### Goal
Count the lines in the data below that contain the word "blue", and reply with that number alone.

### Record set ###

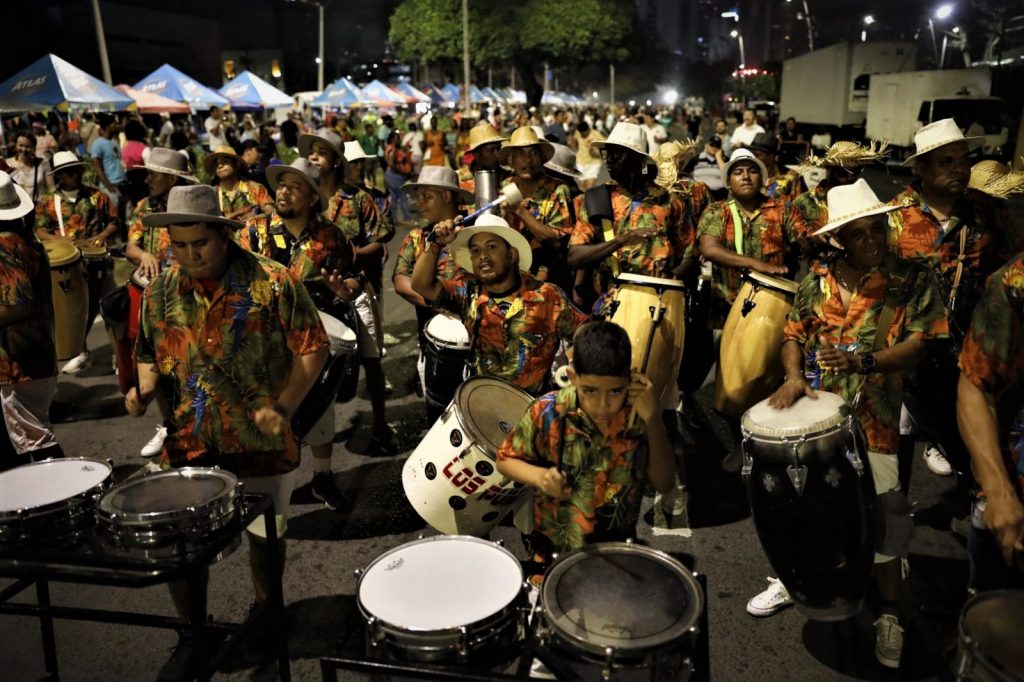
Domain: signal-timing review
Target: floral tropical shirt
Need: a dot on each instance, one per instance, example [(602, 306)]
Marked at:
[(223, 354), (654, 207), (605, 472), (84, 217), (517, 336), (768, 235), (992, 358), (27, 348), (818, 313)]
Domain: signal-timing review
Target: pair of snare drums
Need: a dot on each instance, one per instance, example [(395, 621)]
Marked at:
[(614, 609)]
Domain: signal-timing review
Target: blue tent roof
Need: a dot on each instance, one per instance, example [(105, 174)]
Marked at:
[(51, 82), (171, 83), (247, 90)]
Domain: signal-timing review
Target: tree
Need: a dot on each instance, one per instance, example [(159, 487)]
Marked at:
[(526, 35)]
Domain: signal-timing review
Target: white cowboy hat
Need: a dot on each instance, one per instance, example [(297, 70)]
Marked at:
[(738, 156), (935, 135), (496, 225), (852, 202), (14, 202)]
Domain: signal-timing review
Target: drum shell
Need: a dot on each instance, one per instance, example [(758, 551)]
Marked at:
[(818, 535)]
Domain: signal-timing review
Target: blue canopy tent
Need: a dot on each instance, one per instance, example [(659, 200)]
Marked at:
[(53, 83), (171, 83), (249, 91)]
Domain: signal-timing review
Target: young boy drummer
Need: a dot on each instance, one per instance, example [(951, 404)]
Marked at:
[(590, 448)]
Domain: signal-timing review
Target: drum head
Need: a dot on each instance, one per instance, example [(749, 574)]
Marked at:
[(805, 416), (994, 621), (622, 596), (60, 253), (488, 410), (773, 283), (49, 481), (412, 586)]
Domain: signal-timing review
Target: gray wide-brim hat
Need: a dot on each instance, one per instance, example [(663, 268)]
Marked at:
[(189, 204), (304, 169)]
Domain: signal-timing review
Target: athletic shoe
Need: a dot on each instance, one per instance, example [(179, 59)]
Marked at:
[(77, 364), (888, 640), (772, 600), (937, 464), (156, 444)]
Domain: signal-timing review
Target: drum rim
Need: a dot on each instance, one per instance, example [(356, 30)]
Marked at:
[(60, 504), (118, 517), (556, 616), (438, 632)]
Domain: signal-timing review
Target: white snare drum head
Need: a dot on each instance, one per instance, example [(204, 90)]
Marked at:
[(446, 331), (488, 410), (49, 481), (417, 586)]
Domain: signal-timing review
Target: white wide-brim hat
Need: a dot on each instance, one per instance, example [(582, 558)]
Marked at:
[(935, 135), (852, 202), (496, 225)]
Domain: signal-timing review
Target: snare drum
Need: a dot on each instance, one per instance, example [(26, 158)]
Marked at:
[(653, 311), (750, 365), (173, 510), (619, 610), (49, 501), (812, 496), (444, 355), (71, 301), (451, 478), (414, 603), (991, 626)]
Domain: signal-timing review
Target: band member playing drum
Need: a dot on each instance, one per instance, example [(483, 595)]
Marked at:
[(236, 343), (515, 322), (76, 212), (28, 354), (990, 411), (856, 326), (590, 448), (299, 238)]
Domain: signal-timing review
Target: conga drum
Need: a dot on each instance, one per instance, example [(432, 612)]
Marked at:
[(71, 301), (652, 310), (812, 496), (750, 365)]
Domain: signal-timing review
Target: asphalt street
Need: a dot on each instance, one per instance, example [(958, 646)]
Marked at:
[(326, 547)]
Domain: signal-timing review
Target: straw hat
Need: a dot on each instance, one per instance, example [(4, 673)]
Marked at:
[(303, 169), (496, 225), (189, 204), (630, 136), (483, 133), (14, 202), (935, 135), (210, 163), (852, 202), (522, 137), (739, 156), (439, 177)]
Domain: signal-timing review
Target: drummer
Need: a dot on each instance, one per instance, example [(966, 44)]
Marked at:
[(298, 237), (515, 322), (990, 411), (833, 343), (233, 382), (28, 353), (77, 212)]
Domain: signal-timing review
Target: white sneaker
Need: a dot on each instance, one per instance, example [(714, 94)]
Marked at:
[(77, 364), (156, 444), (936, 462), (772, 600), (888, 640)]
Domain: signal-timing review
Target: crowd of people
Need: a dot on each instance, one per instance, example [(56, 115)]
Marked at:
[(912, 311)]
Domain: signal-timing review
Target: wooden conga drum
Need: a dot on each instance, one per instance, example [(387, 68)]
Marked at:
[(750, 365)]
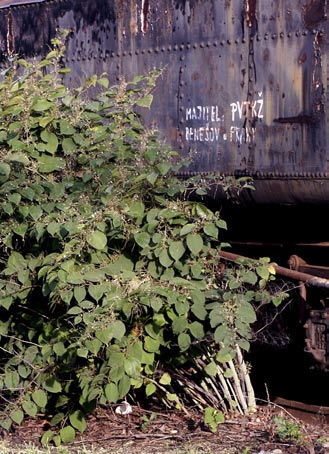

###

### Response to the task
2